[Data listing start]

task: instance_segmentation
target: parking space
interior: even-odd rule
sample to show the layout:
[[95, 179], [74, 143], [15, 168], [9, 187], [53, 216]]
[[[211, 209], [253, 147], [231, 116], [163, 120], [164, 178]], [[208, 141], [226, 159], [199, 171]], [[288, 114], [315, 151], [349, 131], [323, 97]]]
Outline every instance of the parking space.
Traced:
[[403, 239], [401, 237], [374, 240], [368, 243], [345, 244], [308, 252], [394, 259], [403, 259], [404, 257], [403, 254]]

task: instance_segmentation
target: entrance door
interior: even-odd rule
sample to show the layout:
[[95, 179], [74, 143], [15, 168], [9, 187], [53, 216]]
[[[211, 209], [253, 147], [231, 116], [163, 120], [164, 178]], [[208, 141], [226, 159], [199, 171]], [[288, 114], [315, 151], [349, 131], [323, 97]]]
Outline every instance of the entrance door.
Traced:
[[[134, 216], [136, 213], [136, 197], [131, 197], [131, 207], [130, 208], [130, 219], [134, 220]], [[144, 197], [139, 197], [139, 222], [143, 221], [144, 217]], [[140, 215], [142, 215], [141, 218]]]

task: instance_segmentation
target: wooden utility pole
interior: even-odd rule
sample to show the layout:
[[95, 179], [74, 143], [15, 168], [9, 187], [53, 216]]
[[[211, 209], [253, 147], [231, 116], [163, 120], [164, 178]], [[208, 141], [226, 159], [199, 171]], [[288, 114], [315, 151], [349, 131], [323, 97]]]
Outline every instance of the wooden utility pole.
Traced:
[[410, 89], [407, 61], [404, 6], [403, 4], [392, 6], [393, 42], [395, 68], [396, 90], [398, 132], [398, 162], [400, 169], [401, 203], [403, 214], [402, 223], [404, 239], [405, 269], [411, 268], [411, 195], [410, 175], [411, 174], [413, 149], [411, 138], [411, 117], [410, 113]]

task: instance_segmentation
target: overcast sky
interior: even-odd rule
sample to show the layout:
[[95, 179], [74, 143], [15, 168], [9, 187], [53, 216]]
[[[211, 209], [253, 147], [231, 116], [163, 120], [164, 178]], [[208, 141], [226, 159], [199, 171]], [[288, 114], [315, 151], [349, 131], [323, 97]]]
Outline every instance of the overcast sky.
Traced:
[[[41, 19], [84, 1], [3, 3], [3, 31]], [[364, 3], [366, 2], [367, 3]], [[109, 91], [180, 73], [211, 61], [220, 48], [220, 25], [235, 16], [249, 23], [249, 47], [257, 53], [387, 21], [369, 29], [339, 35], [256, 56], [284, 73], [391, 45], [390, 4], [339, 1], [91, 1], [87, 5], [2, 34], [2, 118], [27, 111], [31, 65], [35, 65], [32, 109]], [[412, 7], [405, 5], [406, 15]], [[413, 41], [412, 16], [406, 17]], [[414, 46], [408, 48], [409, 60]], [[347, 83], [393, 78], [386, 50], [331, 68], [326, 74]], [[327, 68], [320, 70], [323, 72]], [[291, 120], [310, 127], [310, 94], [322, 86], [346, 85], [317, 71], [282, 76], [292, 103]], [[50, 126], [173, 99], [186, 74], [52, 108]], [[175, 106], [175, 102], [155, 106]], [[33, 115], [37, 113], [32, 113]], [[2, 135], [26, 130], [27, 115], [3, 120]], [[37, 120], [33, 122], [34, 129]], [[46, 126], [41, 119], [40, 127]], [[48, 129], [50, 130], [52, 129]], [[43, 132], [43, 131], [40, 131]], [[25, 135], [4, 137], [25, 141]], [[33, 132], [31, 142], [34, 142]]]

[Data listing end]

■ **Description of the task**
Please show every line of the entries above that contains the word "space".

■ **Output for this task**
target: parking space
Outline every instance of the parking space.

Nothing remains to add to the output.